------ Input data
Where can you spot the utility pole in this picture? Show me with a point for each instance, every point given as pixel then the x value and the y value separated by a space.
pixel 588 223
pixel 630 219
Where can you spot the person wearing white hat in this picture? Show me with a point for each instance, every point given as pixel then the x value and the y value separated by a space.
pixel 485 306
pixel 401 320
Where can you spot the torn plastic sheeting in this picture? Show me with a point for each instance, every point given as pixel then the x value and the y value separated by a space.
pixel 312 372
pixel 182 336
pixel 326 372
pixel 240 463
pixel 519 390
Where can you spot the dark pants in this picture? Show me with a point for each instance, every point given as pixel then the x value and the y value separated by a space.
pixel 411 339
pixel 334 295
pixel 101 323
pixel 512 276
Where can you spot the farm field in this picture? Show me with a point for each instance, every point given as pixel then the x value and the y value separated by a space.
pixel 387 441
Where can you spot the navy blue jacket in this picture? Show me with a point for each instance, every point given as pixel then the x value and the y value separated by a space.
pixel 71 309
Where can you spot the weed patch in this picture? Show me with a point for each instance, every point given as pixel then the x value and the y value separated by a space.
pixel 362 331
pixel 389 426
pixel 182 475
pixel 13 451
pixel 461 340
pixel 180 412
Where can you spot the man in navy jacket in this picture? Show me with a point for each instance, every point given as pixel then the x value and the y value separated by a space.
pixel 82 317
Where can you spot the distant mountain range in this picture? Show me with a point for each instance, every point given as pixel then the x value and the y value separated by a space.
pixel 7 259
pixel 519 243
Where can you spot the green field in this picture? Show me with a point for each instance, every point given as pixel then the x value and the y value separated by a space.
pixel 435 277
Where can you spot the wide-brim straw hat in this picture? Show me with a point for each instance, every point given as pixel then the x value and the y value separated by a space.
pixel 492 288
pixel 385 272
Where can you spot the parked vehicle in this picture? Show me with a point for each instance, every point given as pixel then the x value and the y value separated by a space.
------------
The task:
Copy out every entry, keeping each line exactly as it is.

Answer section:
Where can you spot the utility pole in this picture? Show me with a point for each instance, every point given as pixel then the x value and the y value separated by a space.
pixel 588 223
pixel 630 219
Where can you spot the person wearing white hat in this picture? Show me with a point for each instance, every point given as pixel then the x value and the y value separated by a space.
pixel 485 306
pixel 401 320
Where can you spot the torn plastic sheeting in this picture? Show me with a point for each instance, every point given as pixel then the x value and the y value separated by a space.
pixel 312 372
pixel 182 336
pixel 326 372
pixel 240 463
pixel 519 390
Where can you spot the dark pants in this picture? Show me with a point for each instance, every point given as pixel then the x value and the y value separated by a space.
pixel 411 339
pixel 334 295
pixel 101 323
pixel 512 276
Where can you spot the farm field in this picture? Show me with a point for each instance, every point given as pixel then the x value and the y value separated by a space.
pixel 387 441
Where can you spot the navy blue jacket in this picture? Show me with a point for each instance, every point given as pixel then the x value and the y value separated by a space.
pixel 71 309
Where can you spot the weed patch in this picture? Show me with a point for each instance, every point given as pixel then the x value and the y value separated by a space.
pixel 362 331
pixel 389 426
pixel 182 475
pixel 13 451
pixel 461 340
pixel 180 412
Where can you spot the man in navy jacket in this picture? Show me with a point for each instance, every point given as pixel then the x value and the y value separated by a space.
pixel 82 317
Where can you spot the distant mountain range in this picture? Show me with a point for each instance, every point given as pixel then the x value and the y value separated by a space.
pixel 7 259
pixel 519 243
Where can you spot the green field in this picture? Show me with a point for each instance, every point given as pixel then the x value and the y value separated by a space.
pixel 435 277
Where can you spot the wide-brim straw hat in this picture? Show me with a point for each instance, every point given as pixel then the x value and the y value separated by a space.
pixel 492 288
pixel 385 272
Where can you spot the parked vehicle in this picture? Show me with a point for each instance, every point given as pixel then the x value and the y value separated by a space.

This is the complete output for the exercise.